Exercise requirements - Convert everything from the row that contains "locate the reflection" down to the last of the rows below into a Markdown table with the columns No. and Content, numbering each row and leaving out blank lines.

Supplied material -
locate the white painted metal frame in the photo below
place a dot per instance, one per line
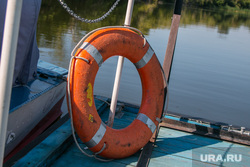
(119, 69)
(8, 56)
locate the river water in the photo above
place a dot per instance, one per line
(210, 75)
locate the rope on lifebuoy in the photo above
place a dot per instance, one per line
(141, 117)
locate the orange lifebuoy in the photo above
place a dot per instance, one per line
(97, 48)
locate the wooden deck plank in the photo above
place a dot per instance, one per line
(182, 146)
(159, 159)
(46, 151)
(73, 157)
(188, 137)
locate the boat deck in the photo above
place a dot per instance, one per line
(172, 147)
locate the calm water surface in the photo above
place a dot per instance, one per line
(210, 76)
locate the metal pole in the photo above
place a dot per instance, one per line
(167, 63)
(119, 69)
(11, 30)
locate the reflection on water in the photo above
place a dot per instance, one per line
(210, 73)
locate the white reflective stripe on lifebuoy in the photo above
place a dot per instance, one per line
(145, 59)
(97, 137)
(146, 120)
(93, 52)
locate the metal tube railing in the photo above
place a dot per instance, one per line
(119, 69)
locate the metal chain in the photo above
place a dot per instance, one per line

Expected answer -
| No. | Content |
|---|---|
| 1 | locate the reflection on water in the photo above |
| 2 | place a dot per instance, one per line |
| 3 | (210, 73) |
| 4 | locate the white reflective stripe on lifebuoy in the photo above |
| 5 | place a dot per instance, one per line |
| 6 | (145, 59) |
| 7 | (97, 137) |
| 8 | (146, 120) |
| 9 | (93, 52) |
| 10 | locate the metal tube railing in the photo above |
| 11 | place a dot per instance, one per line |
| 12 | (119, 69) |
| 13 | locate the metal chain in the photo above |
| 14 | place a dot per instance, one per line |